> **What you are asked to do**
Count the lines of the records below that contain the string "hair", with case counting, and give only the number.

-- Exercise material start --

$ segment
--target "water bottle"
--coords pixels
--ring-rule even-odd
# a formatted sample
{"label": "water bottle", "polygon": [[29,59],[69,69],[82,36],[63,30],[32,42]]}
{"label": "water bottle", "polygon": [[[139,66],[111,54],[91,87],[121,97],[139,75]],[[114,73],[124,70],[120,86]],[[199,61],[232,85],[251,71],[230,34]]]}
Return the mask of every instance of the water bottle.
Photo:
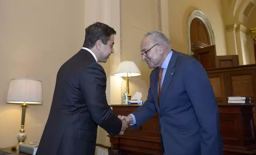
{"label": "water bottle", "polygon": [[124,91],[122,104],[128,104],[128,96],[125,88],[124,88]]}

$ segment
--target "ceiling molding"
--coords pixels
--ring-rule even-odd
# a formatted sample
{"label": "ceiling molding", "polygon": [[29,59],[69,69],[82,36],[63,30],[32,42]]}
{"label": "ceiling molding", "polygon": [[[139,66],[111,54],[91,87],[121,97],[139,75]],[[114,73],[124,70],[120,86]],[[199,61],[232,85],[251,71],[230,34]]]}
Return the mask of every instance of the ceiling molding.
{"label": "ceiling molding", "polygon": [[253,36],[254,37],[256,37],[256,28],[251,28],[250,30],[252,33]]}

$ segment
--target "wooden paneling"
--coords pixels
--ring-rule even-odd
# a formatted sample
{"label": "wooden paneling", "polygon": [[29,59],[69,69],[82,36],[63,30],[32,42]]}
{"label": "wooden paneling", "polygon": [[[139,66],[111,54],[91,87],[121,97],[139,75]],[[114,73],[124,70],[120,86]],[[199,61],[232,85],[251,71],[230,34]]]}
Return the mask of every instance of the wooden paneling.
{"label": "wooden paneling", "polygon": [[[215,74],[215,77],[219,77],[219,75]],[[116,115],[123,115],[127,112],[130,113],[140,106],[115,105],[111,107]],[[225,155],[256,155],[253,106],[252,104],[218,104]],[[155,115],[149,119],[140,129],[132,129],[126,131],[123,135],[109,136],[113,154],[162,155],[160,135],[155,134],[159,131],[156,127],[159,125],[157,117]],[[151,129],[144,128],[146,127]]]}
{"label": "wooden paneling", "polygon": [[194,57],[206,69],[216,68],[215,45],[195,50]]}
{"label": "wooden paneling", "polygon": [[[127,115],[140,105],[111,105],[116,115]],[[123,135],[110,137],[114,149],[121,155],[162,155],[159,134],[158,115],[155,115],[136,130],[129,127]]]}
{"label": "wooden paneling", "polygon": [[224,73],[213,73],[208,74],[208,76],[217,102],[218,103],[227,103]]}
{"label": "wooden paneling", "polygon": [[235,67],[239,65],[238,55],[218,56],[216,59],[217,68]]}
{"label": "wooden paneling", "polygon": [[219,105],[221,134],[225,155],[256,154],[252,110],[254,105]]}

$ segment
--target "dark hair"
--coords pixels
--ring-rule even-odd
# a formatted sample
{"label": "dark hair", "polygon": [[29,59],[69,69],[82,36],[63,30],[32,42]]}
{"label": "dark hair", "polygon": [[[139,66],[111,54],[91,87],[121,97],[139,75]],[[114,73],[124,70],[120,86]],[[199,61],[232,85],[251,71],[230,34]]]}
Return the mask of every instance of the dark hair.
{"label": "dark hair", "polygon": [[97,40],[101,40],[104,45],[110,39],[110,36],[116,34],[114,28],[109,25],[96,22],[85,28],[85,35],[83,47],[91,49]]}

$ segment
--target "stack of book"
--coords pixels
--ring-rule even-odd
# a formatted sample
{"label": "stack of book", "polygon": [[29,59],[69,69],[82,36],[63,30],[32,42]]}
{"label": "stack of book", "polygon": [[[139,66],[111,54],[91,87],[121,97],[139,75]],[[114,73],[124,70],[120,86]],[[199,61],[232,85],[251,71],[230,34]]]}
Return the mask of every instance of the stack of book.
{"label": "stack of book", "polygon": [[245,96],[228,97],[228,103],[251,103],[251,98]]}
{"label": "stack of book", "polygon": [[30,142],[27,144],[22,144],[19,146],[19,151],[29,155],[35,155],[37,151],[39,143]]}

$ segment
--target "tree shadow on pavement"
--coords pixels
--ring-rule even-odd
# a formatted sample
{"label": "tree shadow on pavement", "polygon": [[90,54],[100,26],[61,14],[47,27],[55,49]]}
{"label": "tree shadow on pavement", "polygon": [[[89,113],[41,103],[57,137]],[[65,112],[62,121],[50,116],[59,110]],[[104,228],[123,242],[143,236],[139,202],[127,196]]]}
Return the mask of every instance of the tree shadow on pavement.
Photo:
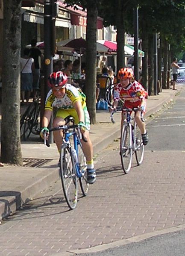
{"label": "tree shadow on pavement", "polygon": [[[64,213],[70,211],[64,197],[60,196],[60,197],[59,197],[59,195],[58,195],[58,196],[57,196],[57,195],[55,195],[56,196],[51,195],[50,197],[47,195],[42,197],[36,198],[22,206],[13,215],[4,218],[3,220],[17,221],[23,219],[42,218],[48,216]],[[37,202],[37,201],[38,202]],[[64,204],[66,204],[66,205]],[[51,207],[52,207],[52,209],[58,209],[59,210],[57,212],[52,212],[51,213],[50,212],[49,214],[46,213],[47,210],[50,210]],[[61,210],[62,207],[62,210]],[[38,210],[39,209],[40,210],[38,211]],[[36,211],[36,210],[37,211]]]}

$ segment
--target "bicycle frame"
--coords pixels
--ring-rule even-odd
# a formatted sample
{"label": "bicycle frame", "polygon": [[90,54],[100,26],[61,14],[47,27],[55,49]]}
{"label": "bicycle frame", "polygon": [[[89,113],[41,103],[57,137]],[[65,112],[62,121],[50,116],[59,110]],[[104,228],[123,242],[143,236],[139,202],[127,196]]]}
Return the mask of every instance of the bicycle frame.
{"label": "bicycle frame", "polygon": [[[131,113],[131,111],[132,111],[132,110],[134,111],[134,112],[135,112],[135,111],[138,110],[138,109],[137,108],[134,108],[133,109],[128,109],[127,108],[123,108],[123,108],[118,108],[117,110],[119,110],[119,111],[121,110],[123,110],[126,112],[126,118],[125,120],[124,120],[124,121],[123,126],[125,126],[126,125],[127,126],[129,126],[130,124],[131,127],[132,128],[132,150],[134,152],[135,152],[137,150],[137,147],[136,147],[136,141],[135,138],[135,130],[136,130],[137,124],[136,124],[136,122],[135,121],[134,121],[134,125],[133,126],[131,124],[131,121],[133,120],[134,119],[134,118],[133,118],[131,116],[130,113]],[[115,113],[115,112],[116,112],[116,110],[115,110],[115,111],[112,112],[111,114],[110,119],[111,119],[112,122],[113,123],[115,123],[115,121],[114,120],[113,115],[114,113]],[[142,116],[142,115],[141,113],[141,119],[143,121],[143,117]],[[132,129],[133,127],[134,127],[134,129]]]}
{"label": "bicycle frame", "polygon": [[[79,128],[77,128],[79,129]],[[79,159],[79,152],[78,150],[78,145],[80,145],[82,146],[82,144],[79,138],[79,136],[76,134],[76,132],[75,131],[75,129],[73,128],[73,131],[72,132],[65,132],[64,135],[64,139],[63,139],[63,142],[68,143],[70,144],[70,138],[73,136],[73,141],[74,143],[74,149],[76,150],[78,159]],[[71,147],[71,146],[70,146]],[[76,171],[76,176],[78,178],[81,178],[82,177],[82,174],[80,171],[80,166],[79,163],[76,164],[75,163]]]}

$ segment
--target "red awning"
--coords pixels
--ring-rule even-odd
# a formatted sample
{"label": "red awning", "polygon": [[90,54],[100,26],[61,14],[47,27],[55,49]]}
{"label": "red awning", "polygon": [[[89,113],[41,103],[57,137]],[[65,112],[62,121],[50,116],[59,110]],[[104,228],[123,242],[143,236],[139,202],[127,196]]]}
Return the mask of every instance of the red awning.
{"label": "red awning", "polygon": [[[70,14],[70,23],[72,25],[77,25],[86,26],[87,26],[87,12],[81,9],[80,7],[78,9],[74,9],[73,7],[66,7],[65,3],[59,2],[59,5],[62,7],[65,8]],[[102,29],[103,27],[103,19],[98,17],[97,19],[97,28]]]}
{"label": "red awning", "polygon": [[22,0],[22,7],[35,7],[34,0]]}

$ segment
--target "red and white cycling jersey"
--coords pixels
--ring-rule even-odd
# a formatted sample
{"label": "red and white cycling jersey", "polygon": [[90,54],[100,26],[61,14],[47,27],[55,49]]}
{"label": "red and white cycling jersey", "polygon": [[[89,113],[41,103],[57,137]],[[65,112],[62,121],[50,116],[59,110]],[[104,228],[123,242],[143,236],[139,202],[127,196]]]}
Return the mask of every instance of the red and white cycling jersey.
{"label": "red and white cycling jersey", "polygon": [[147,95],[147,92],[141,85],[135,80],[126,88],[123,87],[120,83],[117,84],[115,87],[113,97],[114,100],[116,101],[121,99],[130,103],[139,103]]}

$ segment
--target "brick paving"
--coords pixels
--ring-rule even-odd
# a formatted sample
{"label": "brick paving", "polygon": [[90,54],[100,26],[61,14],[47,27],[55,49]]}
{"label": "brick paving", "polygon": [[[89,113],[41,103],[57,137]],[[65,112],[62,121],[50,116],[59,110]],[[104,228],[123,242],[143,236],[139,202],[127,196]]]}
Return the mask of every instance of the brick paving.
{"label": "brick paving", "polygon": [[48,200],[51,188],[10,217],[0,227],[1,256],[50,256],[184,224],[184,153],[146,151],[123,175],[118,143],[97,157],[97,182],[75,210],[59,203],[61,191]]}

-- Exercise material end --

> **Task response**
5